## DIRECTION 1
Transcribe the excerpt on fillers and laughter in conversation from "3.3 Laughter" up to and including "and simulated negotiations.".
## DIRECTION 2
According to the excerpt on fillers and laughter in conversation, how much more likely was laughter to occur with others than when alone in the week-long diary study?
## DIRECTION 3
Write the next part of the excerpt on fillers and laughter in conversation, beginning after its final sentence.

## PAGE EXTRACT
-------

Unlike discourse markers which are used in the process of conversational negotiation, fillers (the words uh and um) are associated with speech processing difficulty. Two examples of uses of fillers are “so right where you found that um painting” and “from Walnut you should uh make a left on Cedar” (both examples are from Liu et al., 2016, p. 3162). Fillers indicate upcoming delays in communication, which are often indicated by silent pauses or more fillers (Clark and Fox Tree, 2002). They can be elongated to indicate delay as well (Clark and Fox Tree, 2002), as has been observed with other words (Fox Tree and Clark, 1997). Listeners use fillers to assist in comprehending upcoming speech (Fox Tree, 2001), including making judgments about why the speaker needs to delay, such as when they are uncomfortable with a topic (Fox Tree, 2002) or that they are lying (Fox Tree, 2002; Hosman and Wright, 1987). But delays occur across conversational settings – they would be expected in both telepresent communication and in-person communication. Consequently, we hypothesized that ums and uhs will not differ across settings.

3.3 Laughter

Laughter in conversation accomplishes complex interactional goals. Far beyond being a response to humor, laughter is a response to others (Provine, 1993; Provine and Fischer, 1989). In a week-long diary study, laughter was 30 times more likely to occur with others than when alone (Provine and Fischer, 1989), supporting the argument that laughter is a sign of rapport and playfulness (Provine, 1993). At the same time, in a study of communication across pairs in a variety of settings, laughter was more likely to occur in response to one’s own speech than another’s speech (Adelswärd, 1989). The settings assessed included job interviews, professional conversations, and simulated negotiations.

Despite the higher rate of laughing at one’s own speech, laughing together is important to conversational success. The laughter produced in a dyadic setting can be mutual across two conversational participants or unilateral, where only one of the two participants laughs. Adelswärd (1989) found that job interviews with more mutual laughter compared to unilateral laughter were more likely to lead to job offers. Another finding related to mutual laughter was that in post-trial interviews with defendants accused of fraud, defendants produced more unilateral laughter and initiated more mutual laughter than the interviewers (Adelswärd, 1989). The simulated negotiations were of two types: seeking agreement, or seeking to win. While there was more laughter in the conflict condition and more unilateral laughter across both conditions, the proportion of unilateral laughter was lower in the agreement condition (Adelswärd, 1989). That is, seeking consensus led to more mutual laughter.

-------

## MATERIAL PROVIDED
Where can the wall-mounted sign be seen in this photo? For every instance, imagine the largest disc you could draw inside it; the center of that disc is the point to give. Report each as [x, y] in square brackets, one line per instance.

-------

## TASK RESULT 1
3.3 Laughter

Laughter in conversation accomplishes complex interactional goals. Far beyond being a response to humor, laughter is a response to others (Provine, 1993; Provine and Fischer, 1989). In a week-long diary study, laughter was 30 times more likely to occur with others than when alone (Provine and Fischer, 1989), supporting the argument that laughter is a sign of rapport and playfulness (Provine, 1993). At the same time, in a study of communication across pairs in a variety of settings, laughter was more likely to occur in response to one’s own speech than another’s speech (Adelswärd, 1989). The settings assessed included job interviews, professional conversations, and simulated negotiations.

## TASK RESULT 2
Laughter was 30 times more likely to occur with others than when alone.

## TASK RESULT 3
In this study, we hypothesized that people would be better able to use laughter in the in-person communicative setting than the telepresent setting. We predicted this because people experience less psychological distance in person (Fox Tree et al., 2021).

3.4 Gaze

Where we look has a large effect on how we experience conversations. We rely on gaze to facilitate turn transitions (Duncan, 1972; Novick et al., 1996), to disambiguate reference to objects in the environment (Hanna and Brennan, 2007), to check understanding of what was said (Monk and Gale, 2002), and to seek information on how someone is reacting to us (Argyle and Dean, 1965). Moreover, the way we gaze reflects communicative difficulty. Novick et al. (1996) compared two types of gaze patterns; one was the mutual-break pattern, where “as one conversant completes an utterance, he or she looks toward the other. Gaze is momentarily mutual, after which the other conversant breaks mutual gaze and begins to speak” (p. 1889). The other pattern was the mutual-hold pattern, where “the turn recipient begins speaking without immediately looking away” (p. 1889). Mutual-hold was used when conversational participants had more difficulty communicating (Novick et al., 1996). In our study, we assessed average gaze duration across settings. Based on prior work, we predicted more gaze in the telepresent communication, which we predicted would be more difficult for participants than in-person communication.

4 Hypotheses

Telepresence robot-mediated interaction is typically evaluated in comparison to in-person interaction. We therefore tested how people (1) evaluated a telepresence robot interviewer and (2) behaved with a telepresence robot interviewer as compared to an in-person interviewer in a within-participants study design. The setting was a mock job interview where participants were primed in advance to expect to participate with either a human, a robot, or a human piloting a robot with physical limitations. These primes were intended to approximate the conceptual metaphors for telepresence robots identified by Takayama and Go (2012).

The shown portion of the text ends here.